■ Work to complete
Pick out each line in the entries below that contains the string "mark" and copy those lines.
^^^^^^^^^^^^^^^^
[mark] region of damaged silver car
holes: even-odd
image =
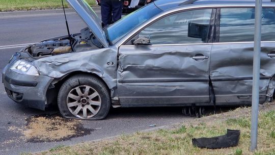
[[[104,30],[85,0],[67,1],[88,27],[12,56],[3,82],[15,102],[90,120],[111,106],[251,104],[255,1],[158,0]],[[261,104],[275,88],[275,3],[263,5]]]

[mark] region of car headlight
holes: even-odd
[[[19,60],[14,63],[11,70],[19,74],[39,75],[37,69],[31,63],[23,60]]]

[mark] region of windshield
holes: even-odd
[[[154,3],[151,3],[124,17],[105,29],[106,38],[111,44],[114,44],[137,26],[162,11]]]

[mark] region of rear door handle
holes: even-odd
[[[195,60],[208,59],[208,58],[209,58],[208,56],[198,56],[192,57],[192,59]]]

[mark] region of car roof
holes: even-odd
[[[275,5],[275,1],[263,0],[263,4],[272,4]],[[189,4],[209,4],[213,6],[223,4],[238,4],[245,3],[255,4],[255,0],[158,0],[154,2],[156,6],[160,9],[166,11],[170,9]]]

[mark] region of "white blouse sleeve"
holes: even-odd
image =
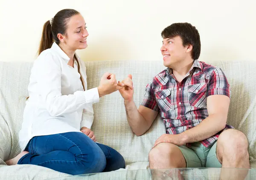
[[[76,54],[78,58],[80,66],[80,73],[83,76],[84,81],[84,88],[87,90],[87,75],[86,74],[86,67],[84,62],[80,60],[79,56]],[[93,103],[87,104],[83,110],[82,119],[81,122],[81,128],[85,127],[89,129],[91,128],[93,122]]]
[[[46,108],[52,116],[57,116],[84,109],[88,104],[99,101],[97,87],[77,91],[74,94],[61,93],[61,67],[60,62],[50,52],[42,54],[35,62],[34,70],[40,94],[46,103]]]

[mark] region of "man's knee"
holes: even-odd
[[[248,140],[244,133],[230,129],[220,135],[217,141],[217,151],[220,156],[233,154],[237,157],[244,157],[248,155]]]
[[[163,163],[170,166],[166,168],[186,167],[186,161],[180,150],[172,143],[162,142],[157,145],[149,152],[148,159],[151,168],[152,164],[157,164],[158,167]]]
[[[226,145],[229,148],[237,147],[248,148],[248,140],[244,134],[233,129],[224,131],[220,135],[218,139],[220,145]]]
^^^^^^^^^^^^^^^^
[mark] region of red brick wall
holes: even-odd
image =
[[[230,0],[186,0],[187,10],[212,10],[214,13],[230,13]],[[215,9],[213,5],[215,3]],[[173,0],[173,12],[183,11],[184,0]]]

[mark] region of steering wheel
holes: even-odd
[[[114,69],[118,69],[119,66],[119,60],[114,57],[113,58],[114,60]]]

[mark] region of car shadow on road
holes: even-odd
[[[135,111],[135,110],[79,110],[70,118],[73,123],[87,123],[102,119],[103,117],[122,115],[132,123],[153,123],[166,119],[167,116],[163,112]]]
^^^^^^^^^^^^^^^^
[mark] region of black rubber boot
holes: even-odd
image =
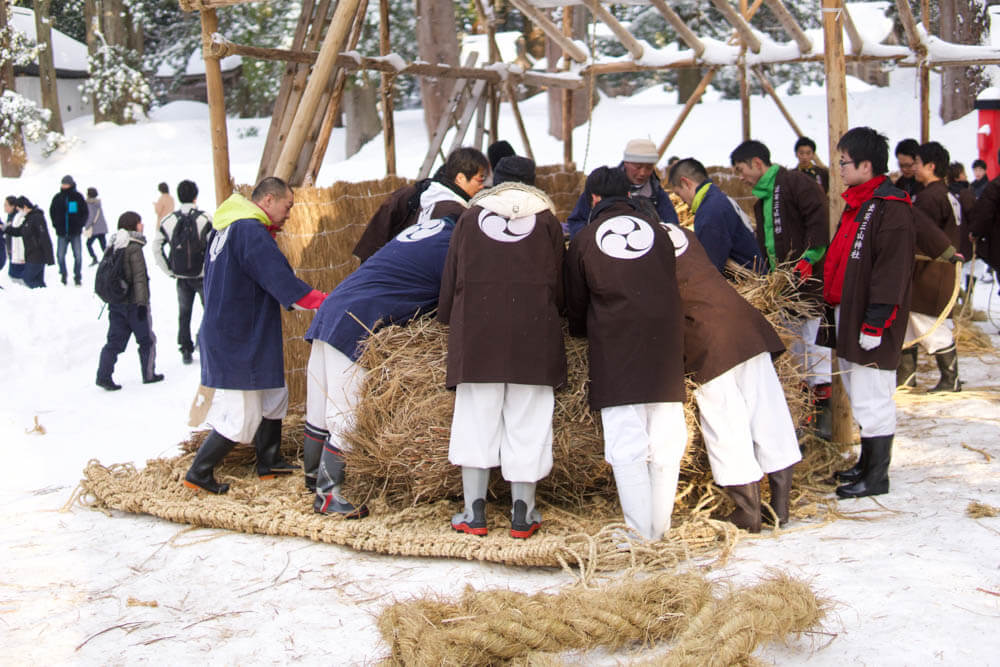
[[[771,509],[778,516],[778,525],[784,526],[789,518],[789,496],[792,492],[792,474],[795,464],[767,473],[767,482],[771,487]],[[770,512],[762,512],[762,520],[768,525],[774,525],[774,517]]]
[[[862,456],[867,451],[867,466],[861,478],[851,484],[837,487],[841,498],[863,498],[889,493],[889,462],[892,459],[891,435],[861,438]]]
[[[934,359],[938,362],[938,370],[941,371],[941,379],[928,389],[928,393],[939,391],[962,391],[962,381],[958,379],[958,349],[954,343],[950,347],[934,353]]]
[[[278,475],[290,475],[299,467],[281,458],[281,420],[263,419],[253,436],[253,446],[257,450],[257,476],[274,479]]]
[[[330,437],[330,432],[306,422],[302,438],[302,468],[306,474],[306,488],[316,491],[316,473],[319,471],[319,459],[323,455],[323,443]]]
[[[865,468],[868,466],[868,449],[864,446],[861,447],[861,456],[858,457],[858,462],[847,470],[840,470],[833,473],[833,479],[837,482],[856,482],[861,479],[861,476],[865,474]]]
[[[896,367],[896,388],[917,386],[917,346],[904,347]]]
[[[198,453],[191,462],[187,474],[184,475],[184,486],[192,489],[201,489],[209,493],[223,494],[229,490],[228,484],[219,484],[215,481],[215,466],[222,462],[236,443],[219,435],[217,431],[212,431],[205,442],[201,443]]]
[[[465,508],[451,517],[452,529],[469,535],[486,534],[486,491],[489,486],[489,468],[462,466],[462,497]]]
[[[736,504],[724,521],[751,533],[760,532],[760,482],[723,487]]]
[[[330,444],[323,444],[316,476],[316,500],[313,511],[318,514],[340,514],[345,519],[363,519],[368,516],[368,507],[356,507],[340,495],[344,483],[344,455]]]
^^^^^^^^^^^^^^^^
■ Answer below
[mark] region of damaged silver car
[mark] region of car headlight
[mark] region of windshield
[mark] region of rear door handle
[mark] region of car roof
[mark] region of "white blouse sleeve"
[mark] region of "man's knee"
[mark] region of red brick wall
[mark] region of steering wheel
[mark] region of car shadow on road
[mark] region of black rubber boot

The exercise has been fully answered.